[Point labeling data from photos]
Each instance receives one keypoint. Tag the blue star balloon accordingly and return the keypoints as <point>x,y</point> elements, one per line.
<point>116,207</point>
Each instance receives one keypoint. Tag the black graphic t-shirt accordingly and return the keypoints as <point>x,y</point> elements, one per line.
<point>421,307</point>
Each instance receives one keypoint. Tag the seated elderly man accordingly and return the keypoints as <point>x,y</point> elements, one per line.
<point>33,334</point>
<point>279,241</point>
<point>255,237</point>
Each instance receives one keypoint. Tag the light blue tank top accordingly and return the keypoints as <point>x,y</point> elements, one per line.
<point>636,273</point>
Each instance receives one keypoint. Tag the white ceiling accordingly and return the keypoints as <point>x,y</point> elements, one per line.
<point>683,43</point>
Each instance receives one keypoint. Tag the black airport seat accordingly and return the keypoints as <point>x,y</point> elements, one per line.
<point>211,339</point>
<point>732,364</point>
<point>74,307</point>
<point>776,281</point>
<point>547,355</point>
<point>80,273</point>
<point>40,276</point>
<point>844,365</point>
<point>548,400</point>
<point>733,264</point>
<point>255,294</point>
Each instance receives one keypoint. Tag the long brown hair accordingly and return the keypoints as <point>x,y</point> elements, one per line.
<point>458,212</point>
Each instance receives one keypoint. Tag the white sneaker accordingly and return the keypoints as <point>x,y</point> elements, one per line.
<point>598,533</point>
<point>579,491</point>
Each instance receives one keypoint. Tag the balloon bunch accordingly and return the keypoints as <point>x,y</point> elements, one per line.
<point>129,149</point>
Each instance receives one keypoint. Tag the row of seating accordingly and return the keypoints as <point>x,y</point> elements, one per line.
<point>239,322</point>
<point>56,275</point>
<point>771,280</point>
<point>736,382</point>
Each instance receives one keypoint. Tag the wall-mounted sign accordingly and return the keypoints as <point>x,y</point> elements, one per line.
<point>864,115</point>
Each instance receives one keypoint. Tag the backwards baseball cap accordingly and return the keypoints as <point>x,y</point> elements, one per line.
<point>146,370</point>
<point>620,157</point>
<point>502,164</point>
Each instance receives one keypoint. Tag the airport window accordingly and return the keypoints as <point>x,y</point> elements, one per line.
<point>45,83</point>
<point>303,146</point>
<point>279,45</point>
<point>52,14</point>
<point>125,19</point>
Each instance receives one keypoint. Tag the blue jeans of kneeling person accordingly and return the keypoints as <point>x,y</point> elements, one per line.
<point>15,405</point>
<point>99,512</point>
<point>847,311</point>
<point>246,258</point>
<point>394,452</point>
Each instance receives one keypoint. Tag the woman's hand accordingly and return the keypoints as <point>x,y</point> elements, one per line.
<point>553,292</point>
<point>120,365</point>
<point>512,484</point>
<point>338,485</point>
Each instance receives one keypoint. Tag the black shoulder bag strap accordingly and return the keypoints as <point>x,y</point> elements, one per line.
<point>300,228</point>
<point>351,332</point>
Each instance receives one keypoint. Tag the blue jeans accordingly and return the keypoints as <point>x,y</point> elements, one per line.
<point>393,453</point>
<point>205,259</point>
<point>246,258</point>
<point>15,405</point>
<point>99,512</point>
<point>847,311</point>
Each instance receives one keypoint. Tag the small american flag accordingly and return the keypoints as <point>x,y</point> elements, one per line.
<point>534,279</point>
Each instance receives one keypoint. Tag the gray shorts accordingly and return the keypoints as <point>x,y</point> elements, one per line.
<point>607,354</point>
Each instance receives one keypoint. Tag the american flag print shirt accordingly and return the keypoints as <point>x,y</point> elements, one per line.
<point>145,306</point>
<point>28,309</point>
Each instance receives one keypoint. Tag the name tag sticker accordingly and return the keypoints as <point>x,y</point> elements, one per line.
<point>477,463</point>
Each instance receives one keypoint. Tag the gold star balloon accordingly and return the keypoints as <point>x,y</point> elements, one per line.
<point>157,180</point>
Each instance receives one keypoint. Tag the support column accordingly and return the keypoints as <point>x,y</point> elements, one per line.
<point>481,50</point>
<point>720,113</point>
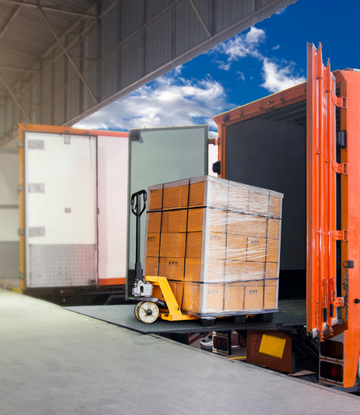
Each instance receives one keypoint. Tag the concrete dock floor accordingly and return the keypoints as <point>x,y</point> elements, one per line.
<point>53,361</point>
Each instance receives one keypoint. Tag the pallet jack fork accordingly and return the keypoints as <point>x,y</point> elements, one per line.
<point>147,310</point>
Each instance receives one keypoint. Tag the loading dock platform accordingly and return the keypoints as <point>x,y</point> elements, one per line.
<point>291,315</point>
<point>59,362</point>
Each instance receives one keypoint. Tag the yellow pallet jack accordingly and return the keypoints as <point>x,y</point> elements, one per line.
<point>154,292</point>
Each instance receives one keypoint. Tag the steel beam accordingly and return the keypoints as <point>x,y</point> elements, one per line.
<point>7,24</point>
<point>67,54</point>
<point>15,99</point>
<point>10,68</point>
<point>53,9</point>
<point>203,24</point>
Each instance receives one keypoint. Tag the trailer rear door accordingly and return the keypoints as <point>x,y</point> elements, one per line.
<point>60,210</point>
<point>322,168</point>
<point>161,155</point>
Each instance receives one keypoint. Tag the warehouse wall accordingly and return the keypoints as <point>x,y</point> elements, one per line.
<point>9,216</point>
<point>132,43</point>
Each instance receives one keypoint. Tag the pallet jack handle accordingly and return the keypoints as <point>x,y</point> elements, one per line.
<point>138,211</point>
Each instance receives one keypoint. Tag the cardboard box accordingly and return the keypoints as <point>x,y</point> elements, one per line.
<point>151,267</point>
<point>220,243</point>
<point>172,245</point>
<point>173,268</point>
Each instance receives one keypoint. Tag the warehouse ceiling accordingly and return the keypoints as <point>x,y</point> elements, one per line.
<point>62,60</point>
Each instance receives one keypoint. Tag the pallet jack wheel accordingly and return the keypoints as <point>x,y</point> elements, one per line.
<point>148,312</point>
<point>137,308</point>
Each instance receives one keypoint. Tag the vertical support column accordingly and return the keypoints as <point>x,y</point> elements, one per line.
<point>22,209</point>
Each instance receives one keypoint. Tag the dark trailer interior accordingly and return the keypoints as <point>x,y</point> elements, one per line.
<point>269,150</point>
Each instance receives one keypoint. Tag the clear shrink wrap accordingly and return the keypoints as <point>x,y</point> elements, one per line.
<point>218,244</point>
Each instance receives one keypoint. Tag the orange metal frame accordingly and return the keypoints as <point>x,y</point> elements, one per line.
<point>56,130</point>
<point>322,168</point>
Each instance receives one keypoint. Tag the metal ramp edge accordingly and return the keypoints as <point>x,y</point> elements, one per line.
<point>123,315</point>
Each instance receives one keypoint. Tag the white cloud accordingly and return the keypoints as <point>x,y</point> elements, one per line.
<point>241,46</point>
<point>170,100</point>
<point>278,78</point>
<point>223,65</point>
<point>241,76</point>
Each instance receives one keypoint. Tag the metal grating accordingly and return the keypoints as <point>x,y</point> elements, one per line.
<point>123,315</point>
<point>62,265</point>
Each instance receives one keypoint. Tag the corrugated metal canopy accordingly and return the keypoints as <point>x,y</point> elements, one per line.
<point>61,60</point>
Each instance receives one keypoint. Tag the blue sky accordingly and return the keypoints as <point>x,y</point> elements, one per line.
<point>264,59</point>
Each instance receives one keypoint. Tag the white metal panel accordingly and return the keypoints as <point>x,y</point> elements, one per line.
<point>68,173</point>
<point>9,225</point>
<point>113,206</point>
<point>60,210</point>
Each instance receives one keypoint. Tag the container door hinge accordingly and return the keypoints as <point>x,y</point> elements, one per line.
<point>338,101</point>
<point>338,302</point>
<point>340,168</point>
<point>214,141</point>
<point>339,235</point>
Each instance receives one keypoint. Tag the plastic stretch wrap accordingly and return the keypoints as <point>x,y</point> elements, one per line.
<point>218,244</point>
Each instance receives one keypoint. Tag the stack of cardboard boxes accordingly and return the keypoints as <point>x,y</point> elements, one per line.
<point>218,244</point>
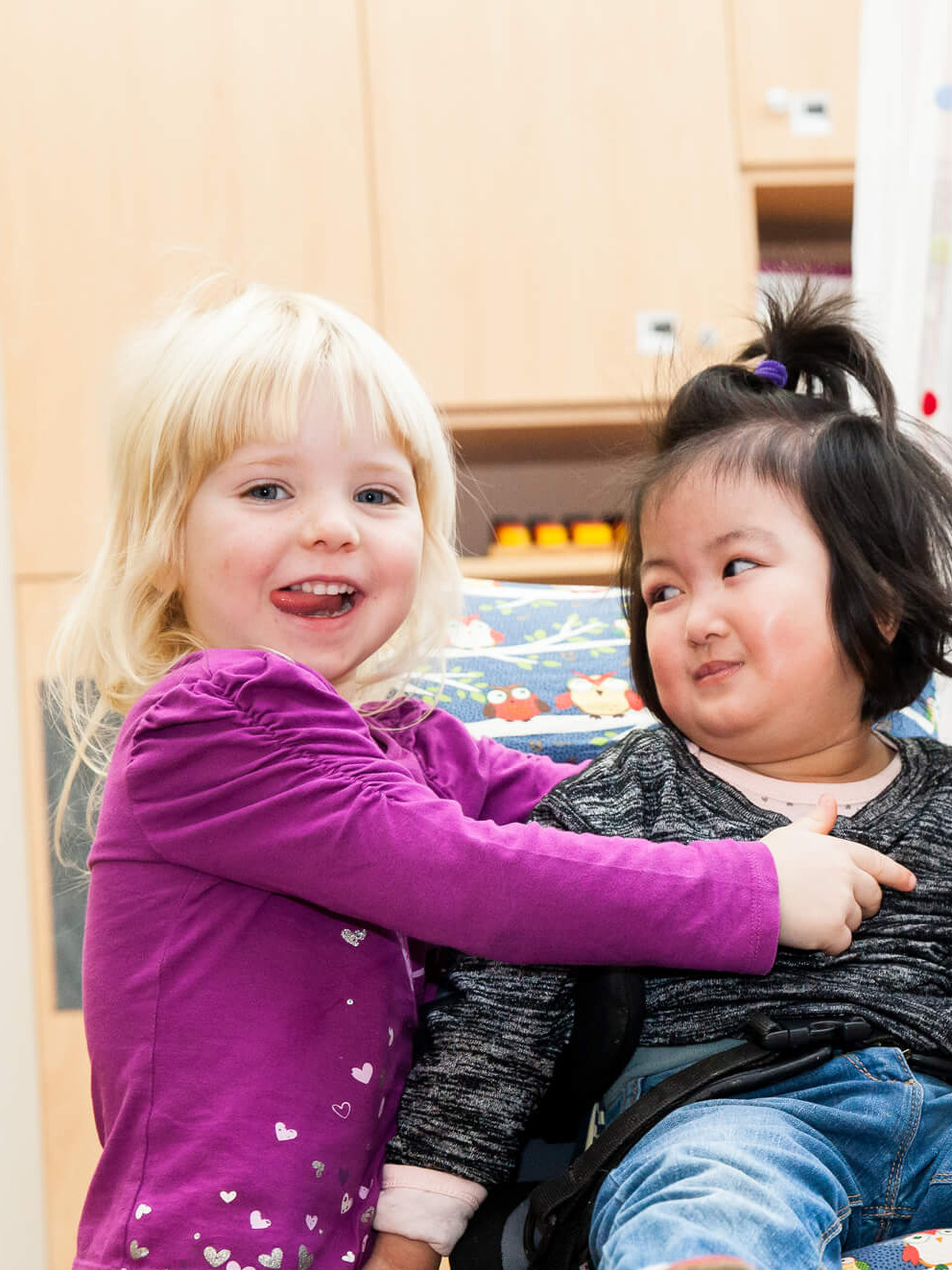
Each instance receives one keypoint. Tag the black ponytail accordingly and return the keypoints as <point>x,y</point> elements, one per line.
<point>880,495</point>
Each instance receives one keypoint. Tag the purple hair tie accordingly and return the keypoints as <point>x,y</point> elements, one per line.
<point>774,371</point>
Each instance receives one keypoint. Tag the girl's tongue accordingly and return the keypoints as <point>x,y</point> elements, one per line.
<point>301,604</point>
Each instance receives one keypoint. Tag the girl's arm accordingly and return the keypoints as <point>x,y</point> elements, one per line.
<point>251,769</point>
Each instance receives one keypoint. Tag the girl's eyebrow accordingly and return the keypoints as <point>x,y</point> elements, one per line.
<point>743,534</point>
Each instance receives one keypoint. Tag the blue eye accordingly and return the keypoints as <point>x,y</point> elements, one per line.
<point>266,491</point>
<point>373,496</point>
<point>734,568</point>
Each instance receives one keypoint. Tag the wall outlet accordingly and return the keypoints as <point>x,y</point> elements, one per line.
<point>655,331</point>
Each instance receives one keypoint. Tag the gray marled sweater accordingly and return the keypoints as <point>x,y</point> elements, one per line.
<point>467,1103</point>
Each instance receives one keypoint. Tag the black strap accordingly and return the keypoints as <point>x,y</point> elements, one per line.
<point>559,1210</point>
<point>561,1206</point>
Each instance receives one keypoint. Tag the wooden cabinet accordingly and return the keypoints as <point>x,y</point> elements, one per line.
<point>796,81</point>
<point>144,146</point>
<point>526,196</point>
<point>546,170</point>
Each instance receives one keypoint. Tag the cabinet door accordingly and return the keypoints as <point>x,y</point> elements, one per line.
<point>69,1139</point>
<point>547,169</point>
<point>144,146</point>
<point>796,81</point>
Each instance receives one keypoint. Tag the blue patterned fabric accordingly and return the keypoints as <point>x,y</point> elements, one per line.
<point>545,668</point>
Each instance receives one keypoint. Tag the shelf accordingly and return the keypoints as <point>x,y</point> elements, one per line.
<point>519,433</point>
<point>592,568</point>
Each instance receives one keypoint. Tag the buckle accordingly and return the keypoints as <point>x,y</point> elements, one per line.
<point>781,1035</point>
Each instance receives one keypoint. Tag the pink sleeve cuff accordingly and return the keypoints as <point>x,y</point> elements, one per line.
<point>425,1204</point>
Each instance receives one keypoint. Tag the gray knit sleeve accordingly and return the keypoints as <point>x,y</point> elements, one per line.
<point>494,1044</point>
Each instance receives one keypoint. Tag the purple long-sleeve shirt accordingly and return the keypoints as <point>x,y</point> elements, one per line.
<point>268,869</point>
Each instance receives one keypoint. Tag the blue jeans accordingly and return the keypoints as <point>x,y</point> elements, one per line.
<point>789,1176</point>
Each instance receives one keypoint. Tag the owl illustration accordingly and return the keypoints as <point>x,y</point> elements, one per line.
<point>514,703</point>
<point>472,633</point>
<point>928,1247</point>
<point>599,695</point>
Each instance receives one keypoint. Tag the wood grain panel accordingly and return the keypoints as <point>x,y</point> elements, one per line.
<point>545,170</point>
<point>141,148</point>
<point>801,46</point>
<point>70,1143</point>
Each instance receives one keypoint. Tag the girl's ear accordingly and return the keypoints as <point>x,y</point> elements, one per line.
<point>890,618</point>
<point>165,579</point>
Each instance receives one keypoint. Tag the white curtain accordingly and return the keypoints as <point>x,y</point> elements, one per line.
<point>903,209</point>
<point>903,197</point>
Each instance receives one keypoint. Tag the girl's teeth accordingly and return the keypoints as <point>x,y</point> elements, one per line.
<point>322,588</point>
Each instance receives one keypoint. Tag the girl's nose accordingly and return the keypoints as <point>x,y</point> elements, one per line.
<point>330,523</point>
<point>704,621</point>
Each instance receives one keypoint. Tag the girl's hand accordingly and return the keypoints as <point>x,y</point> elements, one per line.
<point>828,885</point>
<point>395,1253</point>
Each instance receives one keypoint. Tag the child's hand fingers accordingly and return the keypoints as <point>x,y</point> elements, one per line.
<point>888,873</point>
<point>828,885</point>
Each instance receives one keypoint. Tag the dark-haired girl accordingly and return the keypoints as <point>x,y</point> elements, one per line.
<point>789,583</point>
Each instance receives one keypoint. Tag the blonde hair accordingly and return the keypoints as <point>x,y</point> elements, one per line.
<point>219,372</point>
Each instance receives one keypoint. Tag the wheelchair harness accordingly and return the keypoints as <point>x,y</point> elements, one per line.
<point>559,1210</point>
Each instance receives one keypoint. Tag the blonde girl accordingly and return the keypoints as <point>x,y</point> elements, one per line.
<point>274,855</point>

WRITTEN REQUEST
Rewrite everything from the line containing "Each instance receives one keypoint. Tag the girl's arm" down to the line containing "<point>251,769</point>", changing "girl's arm" to "girl's forearm" and keeping all else the same. Give back only those lines.

CORRECT RESULT
Each instance receives one keypoint. Tag the girl's forearm accordingly and return the keypoints as <point>x,y</point> elements, one per line.
<point>251,769</point>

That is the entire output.